Provided passage -
■ ■ ■ ■
An advantage it was – Katie earned herself a spot on one of London’s most prestigious fashion courses. But it was upon arriving – and realising that those around her had all undergone a formal fashion education – that she started to experience imposter syndrome. Katie did what she best knew how to do. Instead of succumbing to her internal struggles she “just started making stuff”, and made that “stuff” up as she went along.
However, Katie did follow one rule. She tasked herself with what sounds like mission impossible: to create the entire collection without stitching a thing. “I felt that if I was going to do this, I wanted the outcome to be something completely new – not this rehashed style that so many other people have done.”
Katie invented a whole new way of crafting clothes in the process, one that sees her assemble each striking sculptural piece by hand – or with any other tools necessary – without a stitch in sight. “This is the main technique that Roberts-Wood is known for, but more generally it’s an obsession with textiles as construction, rather than just as decoration, and how the textiles used inform the structure of the garments,” says Katie, who’s most recent pieces have been inspired by the psychology of a whole group of organisms – like a flock of birds – moving as one thing.
■ ■ ■ ■
Record excerpts -
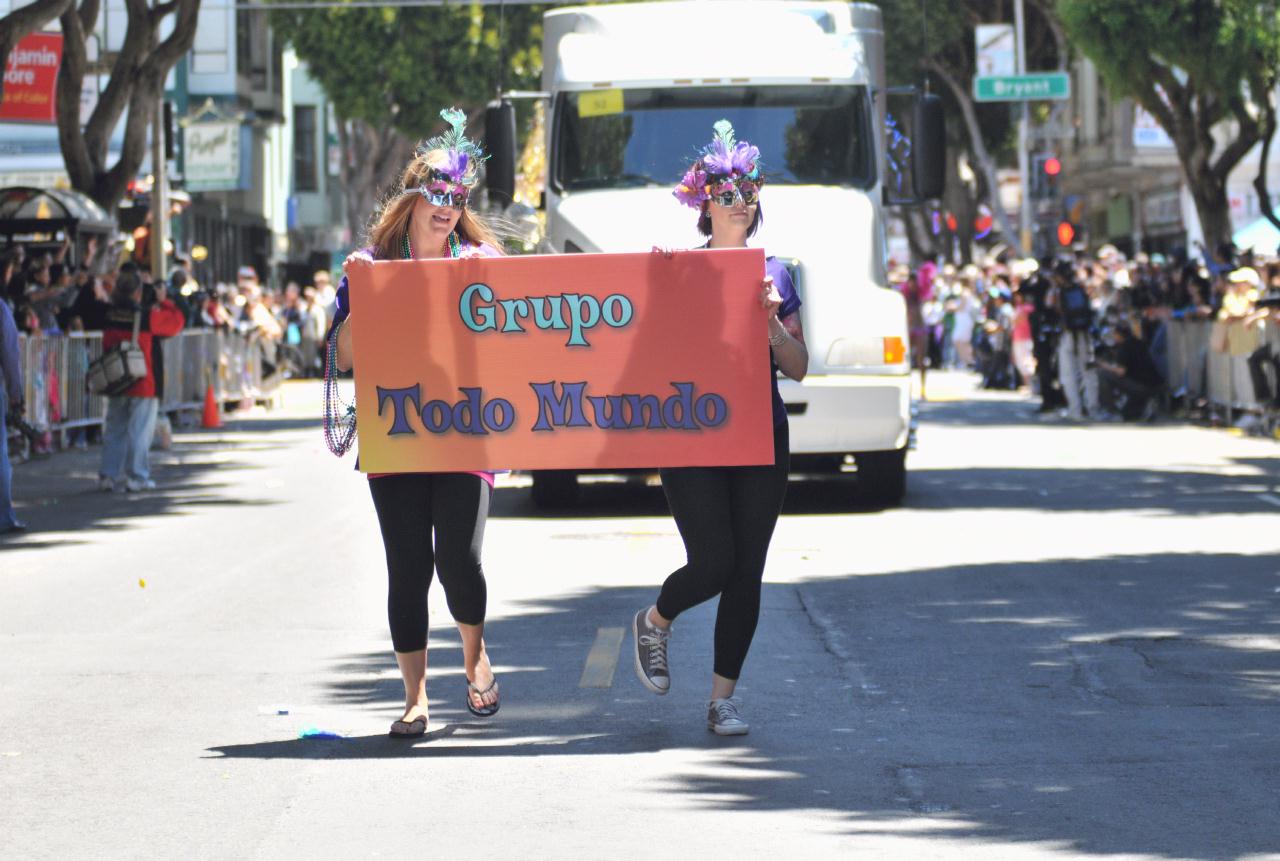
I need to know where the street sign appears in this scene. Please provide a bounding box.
[973,72,1071,101]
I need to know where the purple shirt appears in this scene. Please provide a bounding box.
[764,257,800,427]
[325,242,502,475]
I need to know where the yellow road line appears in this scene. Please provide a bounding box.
[577,628,623,687]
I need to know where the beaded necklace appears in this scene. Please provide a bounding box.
[401,230,462,260]
[324,230,462,457]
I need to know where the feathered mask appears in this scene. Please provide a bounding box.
[672,119,763,210]
[417,107,489,188]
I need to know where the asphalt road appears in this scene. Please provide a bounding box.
[0,376,1280,860]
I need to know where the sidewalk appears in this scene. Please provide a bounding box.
[0,380,323,550]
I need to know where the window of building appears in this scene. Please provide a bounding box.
[293,105,320,192]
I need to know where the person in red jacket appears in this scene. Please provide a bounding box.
[97,271,184,493]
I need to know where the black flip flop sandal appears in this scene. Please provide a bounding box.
[467,675,502,718]
[387,715,426,738]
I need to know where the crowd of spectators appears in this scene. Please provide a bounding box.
[891,246,1280,429]
[0,244,335,376]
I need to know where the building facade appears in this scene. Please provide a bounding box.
[1046,52,1280,255]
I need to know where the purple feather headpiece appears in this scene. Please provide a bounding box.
[417,107,489,188]
[672,119,763,209]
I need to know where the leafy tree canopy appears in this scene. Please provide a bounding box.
[271,4,541,138]
[1057,0,1280,246]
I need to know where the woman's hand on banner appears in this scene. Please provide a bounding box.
[342,251,374,275]
[760,276,782,317]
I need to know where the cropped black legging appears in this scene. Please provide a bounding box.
[658,422,790,679]
[369,472,492,651]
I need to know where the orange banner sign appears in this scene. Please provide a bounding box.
[349,248,773,472]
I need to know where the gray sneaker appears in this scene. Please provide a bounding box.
[631,608,671,695]
[707,696,751,736]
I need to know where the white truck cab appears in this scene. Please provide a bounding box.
[506,0,942,504]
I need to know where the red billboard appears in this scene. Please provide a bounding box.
[0,33,63,123]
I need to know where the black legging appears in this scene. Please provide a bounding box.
[369,472,492,651]
[658,422,791,679]
[1249,344,1280,407]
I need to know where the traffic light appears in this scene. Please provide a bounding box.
[1030,152,1062,200]
[164,99,178,161]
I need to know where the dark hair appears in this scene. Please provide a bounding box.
[111,273,142,304]
[698,201,764,238]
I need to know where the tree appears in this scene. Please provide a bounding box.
[271,4,541,237]
[58,0,200,212]
[1057,0,1280,248]
[0,0,72,103]
[879,0,1066,253]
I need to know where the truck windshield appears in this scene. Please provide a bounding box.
[553,84,874,191]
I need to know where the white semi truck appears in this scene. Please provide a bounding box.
[486,0,938,505]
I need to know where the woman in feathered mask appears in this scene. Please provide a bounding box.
[632,120,809,736]
[325,109,500,738]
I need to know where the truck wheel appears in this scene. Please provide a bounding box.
[854,449,906,505]
[532,470,577,508]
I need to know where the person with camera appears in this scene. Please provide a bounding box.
[1096,320,1165,421]
[97,269,184,493]
[1019,260,1066,413]
[0,295,27,535]
[1048,261,1100,421]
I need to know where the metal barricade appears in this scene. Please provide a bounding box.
[18,329,282,432]
[1167,320,1280,420]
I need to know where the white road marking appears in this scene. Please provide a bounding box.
[577,628,623,687]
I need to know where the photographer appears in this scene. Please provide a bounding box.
[1020,267,1066,413]
[1096,321,1165,421]
[99,267,183,493]
[0,302,27,535]
[1048,261,1098,421]
[1244,284,1280,409]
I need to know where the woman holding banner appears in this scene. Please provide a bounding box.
[325,109,500,738]
[632,120,809,736]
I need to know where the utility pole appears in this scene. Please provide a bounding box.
[1014,0,1033,255]
[151,87,169,284]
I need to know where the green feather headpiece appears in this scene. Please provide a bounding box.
[417,107,489,188]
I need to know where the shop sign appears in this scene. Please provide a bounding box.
[183,120,241,192]
[0,33,63,123]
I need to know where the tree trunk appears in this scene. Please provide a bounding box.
[1253,90,1280,235]
[924,58,1027,257]
[1187,168,1231,255]
[0,0,72,97]
[58,0,200,214]
[901,206,938,261]
[338,120,413,246]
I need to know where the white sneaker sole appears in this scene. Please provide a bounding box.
[631,610,671,696]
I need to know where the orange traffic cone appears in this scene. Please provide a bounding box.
[200,383,223,429]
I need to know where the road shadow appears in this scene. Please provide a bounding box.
[209,554,1280,861]
[905,458,1280,514]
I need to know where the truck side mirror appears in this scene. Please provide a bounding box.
[484,101,516,209]
[911,92,947,201]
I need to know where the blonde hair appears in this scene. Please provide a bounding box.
[369,150,502,260]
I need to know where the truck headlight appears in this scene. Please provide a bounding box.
[827,336,906,367]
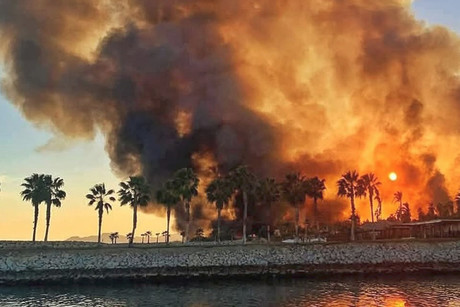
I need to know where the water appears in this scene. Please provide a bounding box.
[0,275,460,307]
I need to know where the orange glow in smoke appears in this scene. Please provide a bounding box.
[388,172,398,181]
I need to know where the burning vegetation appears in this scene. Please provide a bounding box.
[0,0,460,239]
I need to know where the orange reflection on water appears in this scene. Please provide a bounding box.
[384,297,408,307]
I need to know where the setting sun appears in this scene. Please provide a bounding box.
[388,172,398,181]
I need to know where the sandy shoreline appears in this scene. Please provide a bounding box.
[0,241,460,285]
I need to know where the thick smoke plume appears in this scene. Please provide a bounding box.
[0,0,460,231]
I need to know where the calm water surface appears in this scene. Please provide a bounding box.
[0,276,460,307]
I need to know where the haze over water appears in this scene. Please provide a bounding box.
[0,275,460,307]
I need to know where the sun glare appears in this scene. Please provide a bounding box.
[388,172,398,181]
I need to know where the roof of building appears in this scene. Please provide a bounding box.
[406,219,460,226]
[361,220,403,231]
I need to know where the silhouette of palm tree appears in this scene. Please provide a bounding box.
[145,230,152,244]
[229,165,256,244]
[359,173,382,223]
[86,183,115,243]
[118,177,150,247]
[156,180,180,243]
[43,175,67,242]
[155,232,160,243]
[109,232,119,244]
[173,168,200,242]
[307,177,326,232]
[206,177,233,243]
[337,171,362,241]
[393,191,403,220]
[281,173,308,241]
[20,174,45,242]
[256,178,281,243]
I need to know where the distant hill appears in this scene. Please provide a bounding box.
[65,233,181,244]
[66,233,139,243]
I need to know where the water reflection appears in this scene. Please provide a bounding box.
[0,276,460,307]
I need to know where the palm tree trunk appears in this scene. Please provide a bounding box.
[217,208,222,243]
[243,191,248,244]
[369,193,374,223]
[129,203,137,247]
[350,195,356,241]
[166,205,171,244]
[44,202,51,242]
[267,224,270,244]
[185,202,190,243]
[97,209,104,243]
[267,202,272,244]
[295,204,300,242]
[369,192,375,240]
[32,204,38,242]
[313,197,319,235]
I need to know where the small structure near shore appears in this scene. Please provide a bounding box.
[358,219,460,239]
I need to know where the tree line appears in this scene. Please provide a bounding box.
[21,166,460,245]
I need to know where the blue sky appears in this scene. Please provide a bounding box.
[0,0,460,239]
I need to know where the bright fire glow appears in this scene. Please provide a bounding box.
[388,172,398,181]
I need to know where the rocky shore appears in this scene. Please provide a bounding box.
[0,241,460,285]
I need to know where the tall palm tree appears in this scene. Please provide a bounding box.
[359,173,382,223]
[20,174,45,242]
[86,183,115,243]
[229,165,256,244]
[206,177,233,243]
[337,171,362,241]
[156,180,180,243]
[307,177,326,231]
[281,173,308,241]
[43,175,67,242]
[375,190,382,221]
[173,168,200,242]
[393,191,403,219]
[109,232,119,244]
[118,176,150,246]
[454,192,460,217]
[256,178,281,243]
[145,230,152,244]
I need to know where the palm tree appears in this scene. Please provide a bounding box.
[145,230,152,244]
[109,232,119,244]
[161,230,168,243]
[43,175,67,242]
[229,165,256,244]
[206,177,233,243]
[156,180,180,243]
[155,232,160,243]
[359,173,382,223]
[375,190,382,221]
[307,177,326,232]
[281,173,308,241]
[20,174,45,242]
[118,176,150,246]
[337,171,362,241]
[86,183,115,243]
[393,191,403,219]
[256,178,281,243]
[173,168,200,242]
[195,228,204,241]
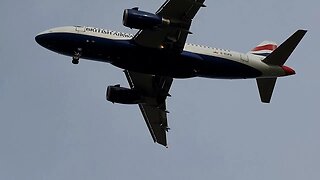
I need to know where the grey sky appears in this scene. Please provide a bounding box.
[0,0,320,180]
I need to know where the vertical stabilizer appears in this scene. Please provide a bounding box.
[255,30,307,103]
[248,41,278,57]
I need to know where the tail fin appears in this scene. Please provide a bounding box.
[263,30,307,66]
[249,41,278,57]
[255,30,307,103]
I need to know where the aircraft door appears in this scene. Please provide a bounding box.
[240,54,249,62]
[76,26,86,32]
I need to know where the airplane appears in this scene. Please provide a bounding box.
[35,0,307,147]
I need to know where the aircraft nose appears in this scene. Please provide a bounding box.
[35,33,47,46]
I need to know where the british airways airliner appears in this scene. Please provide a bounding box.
[35,0,307,146]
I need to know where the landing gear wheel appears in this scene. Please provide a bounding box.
[72,58,79,64]
[72,48,82,64]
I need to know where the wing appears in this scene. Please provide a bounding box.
[125,70,173,146]
[133,0,205,51]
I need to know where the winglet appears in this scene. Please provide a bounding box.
[257,78,277,103]
[263,30,307,66]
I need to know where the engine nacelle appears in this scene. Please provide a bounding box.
[106,85,143,104]
[122,8,170,29]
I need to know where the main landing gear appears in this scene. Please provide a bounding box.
[72,48,82,64]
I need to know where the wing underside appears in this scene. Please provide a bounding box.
[125,71,173,146]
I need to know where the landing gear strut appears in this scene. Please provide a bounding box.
[72,48,82,64]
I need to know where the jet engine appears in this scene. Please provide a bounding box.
[123,8,170,29]
[106,85,143,104]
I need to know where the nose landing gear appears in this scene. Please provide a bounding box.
[72,48,82,64]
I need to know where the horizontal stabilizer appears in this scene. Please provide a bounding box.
[263,30,307,66]
[257,78,277,103]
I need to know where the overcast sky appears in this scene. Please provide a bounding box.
[0,0,320,180]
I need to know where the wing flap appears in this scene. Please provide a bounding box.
[124,70,173,146]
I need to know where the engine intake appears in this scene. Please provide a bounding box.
[123,8,170,29]
[106,85,143,104]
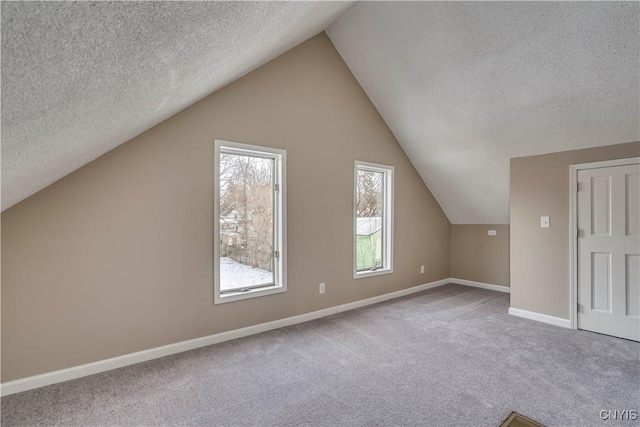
■ ■ ■ ■
Task - Pick up the passage about Katie's stitch-free clothing and carry it on from its final sentence. The material plays no part here.

Task result -
Katie’s first collection after graduating – an all-white offering crafted from one type of cotton organdy fabric, featuring zero stitches – was picked up by Dover Street Market for their London, New York, and Tokyo stores. “Suddenly you have a brand, you’re selling pieces and you’ve got to make them at speed,” says Katie.
And when one piece can take anything from several hours to several weeks to create, making en masse is no easy feat. Katie has now taught two other people her technique so that she’s able to accommodate orders. “They have to be people who enjoy doing it, because it’s a repetitive thing. You also need to trust that they’re not going to sell your ideas to other brands,” she explains. “It’s hard when a lot of the value that you have as a tiny brand is the ideas that you come up with, which could get completely stolen by someone else and there would really be nothing you could do.”
Despite having to meet the orders sent in by her stockists, Katie is interested in designing on demand and is constantly striving to ensure that Roberts-Wood is a sustainable brand. She sources silks from Italy and linens from the UK and Ireland and once she finds a good quality fabric she uses it over and over again. “The idea is to build textiles from them. We’re not looking at people who already make really fancy, luxury fabrics because that’s part of the value we’re adding to it. We use similar fabrics season on season and do something completely different with them. We keep all the waste and try and turn it into stuff. At the moment we’re developing some textiles that are based on our own waste. Considering that I started my whole journey from upcycling, it’s something I’m very conscious about.”
Roberts-Wood is in its fourth year, but Katie only started wearing her own designs 12 months ago. Now, she wears them “pretty much everyday”. “So this is all me,” she laughs gesturing from her shoulders to her toes.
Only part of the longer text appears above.